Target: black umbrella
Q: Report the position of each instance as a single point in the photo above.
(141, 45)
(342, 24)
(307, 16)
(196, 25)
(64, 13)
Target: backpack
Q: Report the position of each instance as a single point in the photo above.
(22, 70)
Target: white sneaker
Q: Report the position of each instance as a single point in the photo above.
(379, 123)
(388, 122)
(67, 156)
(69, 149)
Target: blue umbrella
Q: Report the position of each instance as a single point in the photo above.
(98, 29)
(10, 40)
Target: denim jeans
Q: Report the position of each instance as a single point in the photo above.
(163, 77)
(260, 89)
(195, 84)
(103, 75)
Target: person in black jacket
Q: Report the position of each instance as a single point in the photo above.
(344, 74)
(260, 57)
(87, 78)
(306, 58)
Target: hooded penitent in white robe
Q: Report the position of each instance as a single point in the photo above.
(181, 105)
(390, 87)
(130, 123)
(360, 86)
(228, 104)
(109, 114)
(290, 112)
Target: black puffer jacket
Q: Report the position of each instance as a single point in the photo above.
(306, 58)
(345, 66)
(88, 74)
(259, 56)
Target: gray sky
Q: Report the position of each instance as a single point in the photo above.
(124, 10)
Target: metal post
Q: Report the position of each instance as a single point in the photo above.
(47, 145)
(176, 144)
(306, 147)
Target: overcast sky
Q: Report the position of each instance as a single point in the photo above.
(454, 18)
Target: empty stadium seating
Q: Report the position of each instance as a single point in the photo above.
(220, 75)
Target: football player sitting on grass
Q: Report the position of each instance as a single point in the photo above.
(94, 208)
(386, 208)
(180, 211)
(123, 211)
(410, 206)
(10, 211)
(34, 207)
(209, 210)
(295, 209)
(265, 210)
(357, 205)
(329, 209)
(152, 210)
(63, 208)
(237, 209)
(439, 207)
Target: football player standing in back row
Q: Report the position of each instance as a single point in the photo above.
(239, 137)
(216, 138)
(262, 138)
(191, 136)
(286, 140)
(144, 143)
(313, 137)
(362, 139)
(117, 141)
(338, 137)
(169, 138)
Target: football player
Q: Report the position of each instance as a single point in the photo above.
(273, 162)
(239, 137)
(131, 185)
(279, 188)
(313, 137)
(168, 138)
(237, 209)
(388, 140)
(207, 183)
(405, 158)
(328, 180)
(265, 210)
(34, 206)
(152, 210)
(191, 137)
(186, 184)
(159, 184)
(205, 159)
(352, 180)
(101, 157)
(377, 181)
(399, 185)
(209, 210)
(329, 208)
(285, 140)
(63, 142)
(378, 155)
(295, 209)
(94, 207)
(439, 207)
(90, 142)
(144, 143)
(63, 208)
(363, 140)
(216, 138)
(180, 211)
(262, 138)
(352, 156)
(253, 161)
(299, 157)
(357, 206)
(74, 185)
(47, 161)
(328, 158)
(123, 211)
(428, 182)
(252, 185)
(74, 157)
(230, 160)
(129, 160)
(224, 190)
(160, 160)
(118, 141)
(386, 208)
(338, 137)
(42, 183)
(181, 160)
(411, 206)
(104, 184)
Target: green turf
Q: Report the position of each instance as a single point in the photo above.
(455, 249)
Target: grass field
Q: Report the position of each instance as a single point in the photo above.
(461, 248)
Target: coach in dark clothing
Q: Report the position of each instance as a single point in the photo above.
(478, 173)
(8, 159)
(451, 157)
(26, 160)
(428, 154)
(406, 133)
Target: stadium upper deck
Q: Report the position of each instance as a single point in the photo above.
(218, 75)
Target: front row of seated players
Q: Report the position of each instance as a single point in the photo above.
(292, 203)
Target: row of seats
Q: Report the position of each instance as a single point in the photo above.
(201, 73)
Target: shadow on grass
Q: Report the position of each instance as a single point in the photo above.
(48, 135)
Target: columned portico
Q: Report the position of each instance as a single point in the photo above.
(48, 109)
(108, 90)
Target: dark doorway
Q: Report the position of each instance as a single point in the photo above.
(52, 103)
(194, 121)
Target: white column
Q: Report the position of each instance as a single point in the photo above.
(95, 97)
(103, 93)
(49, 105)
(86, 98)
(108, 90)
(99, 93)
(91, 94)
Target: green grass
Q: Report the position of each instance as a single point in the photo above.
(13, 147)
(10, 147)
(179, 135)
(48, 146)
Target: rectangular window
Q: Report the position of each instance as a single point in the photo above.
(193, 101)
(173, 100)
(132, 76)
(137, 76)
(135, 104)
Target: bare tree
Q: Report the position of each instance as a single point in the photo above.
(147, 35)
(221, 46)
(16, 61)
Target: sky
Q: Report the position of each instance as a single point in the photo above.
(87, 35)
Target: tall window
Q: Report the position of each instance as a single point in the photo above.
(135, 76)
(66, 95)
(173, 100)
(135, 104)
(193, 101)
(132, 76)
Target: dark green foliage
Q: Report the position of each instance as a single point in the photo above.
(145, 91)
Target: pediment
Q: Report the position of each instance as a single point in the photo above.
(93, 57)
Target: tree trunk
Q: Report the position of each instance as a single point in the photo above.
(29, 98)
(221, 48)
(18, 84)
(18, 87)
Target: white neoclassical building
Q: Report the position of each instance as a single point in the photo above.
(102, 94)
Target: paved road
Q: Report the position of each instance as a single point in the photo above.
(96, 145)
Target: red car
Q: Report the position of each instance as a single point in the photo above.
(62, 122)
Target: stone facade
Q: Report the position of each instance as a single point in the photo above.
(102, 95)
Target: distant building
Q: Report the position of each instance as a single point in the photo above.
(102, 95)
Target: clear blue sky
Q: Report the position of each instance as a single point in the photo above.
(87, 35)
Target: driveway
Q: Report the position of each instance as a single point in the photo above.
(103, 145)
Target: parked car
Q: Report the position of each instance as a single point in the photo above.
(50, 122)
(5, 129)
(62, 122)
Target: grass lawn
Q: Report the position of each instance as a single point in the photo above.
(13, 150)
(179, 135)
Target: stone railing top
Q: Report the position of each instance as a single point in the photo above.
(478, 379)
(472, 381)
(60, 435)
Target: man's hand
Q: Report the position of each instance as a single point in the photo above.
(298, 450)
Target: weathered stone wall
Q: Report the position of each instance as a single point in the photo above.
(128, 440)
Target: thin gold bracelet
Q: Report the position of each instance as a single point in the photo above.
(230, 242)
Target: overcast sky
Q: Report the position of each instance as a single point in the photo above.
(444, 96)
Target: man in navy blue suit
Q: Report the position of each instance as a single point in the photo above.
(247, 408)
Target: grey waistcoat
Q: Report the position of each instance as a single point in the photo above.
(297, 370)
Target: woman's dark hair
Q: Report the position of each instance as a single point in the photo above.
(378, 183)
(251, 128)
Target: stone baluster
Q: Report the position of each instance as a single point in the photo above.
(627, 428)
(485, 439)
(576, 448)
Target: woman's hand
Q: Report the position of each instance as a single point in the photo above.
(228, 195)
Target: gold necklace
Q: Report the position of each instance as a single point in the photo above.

☆ ☆ ☆ ☆ ☆ ☆ ☆

Set the whole listing down, word for word.

Result
Target: black umbrella
Q: Report the position of each instance as a single point in the photo above.
(141, 45)
(342, 24)
(307, 16)
(196, 25)
(64, 13)
Target: backpack
Q: Report the position of each instance as a single point in the photo above.
(22, 70)
Target: white sneaker
Q: Report the position of each instance as a single point in the photo above.
(379, 123)
(388, 122)
(67, 156)
(69, 149)
Target: blue umbrella
Q: Report the position of each instance as a single point in the photo above.
(98, 29)
(10, 40)
Target: denim jeans
Q: Report the position of each instance as a single point in the photo above.
(163, 77)
(260, 89)
(195, 84)
(103, 75)
Target: person in black jacket
Q: Report the position of each instance as a single point in the photo above.
(344, 74)
(260, 57)
(87, 78)
(306, 58)
Target: hooded penitent in white robe
Q: Report the position of each instance as a single point in the photo above.
(181, 105)
(390, 87)
(130, 123)
(360, 86)
(228, 104)
(109, 114)
(290, 112)
Target: black puffer jacket
Q: Report the position of each instance as a single point in the photo above.
(306, 58)
(345, 66)
(88, 74)
(259, 56)
Target: gray sky
Q: Report the position of each instance as a single point in the photo above.
(124, 10)
Target: metal post
Q: Report the position of each instance as a single point in the photo above.
(47, 145)
(176, 144)
(306, 147)
Target: overcast sky
Q: Report the position of each instance as a single point in the photo above.
(454, 18)
Target: empty stadium seating
Q: Report the position of each instance as a single point in the photo above.
(220, 75)
Target: football player sitting on grass
Q: Report the position of each instance as a single point in the photo above.
(94, 208)
(386, 208)
(180, 211)
(123, 211)
(410, 206)
(10, 211)
(34, 207)
(209, 210)
(295, 209)
(265, 210)
(357, 205)
(329, 209)
(152, 210)
(63, 208)
(237, 209)
(439, 207)
Target: football player standing in back row
Q: Report the position of each instance as a single point in the photo above.
(239, 137)
(216, 138)
(262, 138)
(191, 136)
(286, 140)
(144, 143)
(313, 137)
(362, 139)
(117, 141)
(338, 137)
(169, 138)
Target: football player
Q: Report the position of each instance as a single point in the photo above.
(273, 162)
(239, 137)
(131, 185)
(279, 188)
(313, 137)
(168, 138)
(237, 209)
(388, 140)
(207, 183)
(405, 158)
(328, 180)
(265, 210)
(34, 206)
(152, 210)
(191, 137)
(186, 184)
(159, 184)
(205, 159)
(352, 180)
(101, 157)
(377, 181)
(399, 185)
(209, 210)
(329, 208)
(285, 140)
(63, 142)
(378, 155)
(295, 209)
(94, 207)
(439, 207)
(90, 142)
(144, 143)
(63, 208)
(363, 140)
(216, 138)
(180, 211)
(262, 138)
(352, 156)
(253, 161)
(299, 157)
(357, 206)
(74, 185)
(47, 161)
(328, 158)
(123, 211)
(428, 182)
(252, 185)
(74, 157)
(230, 160)
(129, 160)
(224, 190)
(160, 160)
(118, 141)
(386, 208)
(338, 137)
(42, 183)
(181, 160)
(411, 206)
(104, 184)
Target: green turf
Q: Report the position of each instance as a single point in the photo above.
(455, 249)
Target: grass field
Q: Report the position of each instance as a single point in the photo above.
(461, 248)
Target: coach in dark clothing
Q: Report the position of each instance as a single point in the photo above.
(478, 173)
(8, 159)
(451, 157)
(26, 160)
(428, 154)
(406, 133)
Target: stadium upper deck
Q: Report the position of each instance as a single point in the photo above.
(218, 75)
Target: front row of seated players
Q: Report the position of each instance as a single point in the photo above.
(292, 203)
Target: row of seats
Q: Report the position of each instance as a single point in the photo above.
(201, 73)
Target: shadow on grass
Q: Report the position of each instance as a single point in the photo above.
(48, 135)
Target: columned portico
Q: Report the position of each instance as a single point in the photo above.
(48, 109)
(108, 90)
Target: dark doorway
Q: Report the position of each instance as a single point in the photo above.
(52, 103)
(194, 121)
Target: white column
Q: Report the position of each instance as a single point in the photo above.
(95, 97)
(103, 93)
(49, 105)
(86, 98)
(108, 90)
(99, 93)
(91, 94)
Target: green grass
Q: Report the position of each instance as a single point in the photo above.
(13, 147)
(10, 147)
(179, 135)
(48, 146)
Target: rectangular window
Q: Report the position of each instance as a single point in the photo above.
(193, 101)
(173, 100)
(132, 76)
(137, 76)
(135, 104)
Target: bare tree
Q: Report the position of each instance as a single point in the photo above.
(147, 35)
(221, 46)
(16, 61)
Target: sky
Q: Report the position of each instance as a single point in the photo above.
(87, 35)
Target: tall window
Q: Report the position of each instance as a single point in the photo above.
(135, 76)
(66, 95)
(173, 100)
(135, 104)
(193, 101)
(132, 76)
Target: dark green foliage
Q: Report the position of each instance as a single point in the photo above.
(145, 91)
Target: pediment
Q: Report the position of each instance as a single point in the photo above.
(93, 57)
Target: tree trunk
Q: Report the position of each instance as a single point in the photo above.
(29, 98)
(221, 48)
(18, 84)
(18, 87)
Target: white neoclassical building
Q: Report the position of each instance as a single point in the photo above.
(102, 94)
Target: paved road
Q: Report the position of each instance as a single point in the photo above.
(96, 145)
Target: red car
Q: Report the position of each instance as a single point in the photo above.
(62, 122)
Target: stone facade
Q: Report the position of each instance as a single point in the photo above.
(102, 95)
Target: distant building
Q: Report the position of each instance as a single point in the photo above.
(102, 95)
Target: clear blue sky
Q: Report the position of each instance as a single point in the photo above.
(87, 35)
Target: driveway
Q: Report the position of each instance as a single point in the photo above.
(103, 145)
Target: parked car
Q: Report the position of each instance as a single point in the photo above.
(50, 122)
(5, 129)
(62, 122)
Target: grass lawn
Q: Report the position of each instance as a single point in the photo above.
(13, 150)
(179, 135)
Target: stone railing top
Q: Report the position of each instance as a single point in the photo above.
(478, 379)
(472, 381)
(60, 435)
Target: man's hand
Q: Report the position of each instance as a single point in the photo above.
(298, 450)
Target: weathered stone wall
Q: Report the position of each instance as a single point in the photo above.
(128, 440)
Target: thin gold bracelet
Q: Report the position of each instance as a single point in the photo above.
(230, 242)
Target: overcast sky
Q: Report the position of each instance as a single point in the photo above.
(444, 96)
Target: man in navy blue suit
Q: Report the position of each instance as a single point in the photo above.
(247, 408)
Target: grey waistcoat
Q: Report the position of each instance as a single point in the photo above.
(297, 370)
Target: woman's dark hair
Q: Report the position of each instance as a single point in the photo above.
(378, 183)
(251, 128)
Target: stone baluster
Q: Report the position of each instance as a single point in the photo above.
(627, 428)
(485, 439)
(576, 448)
Target: woman's hand
Q: Report the position of each instance as a single point in the photo above.
(228, 195)
Target: gold necklace
Q: Report the position of each instance as a single point in the photo above.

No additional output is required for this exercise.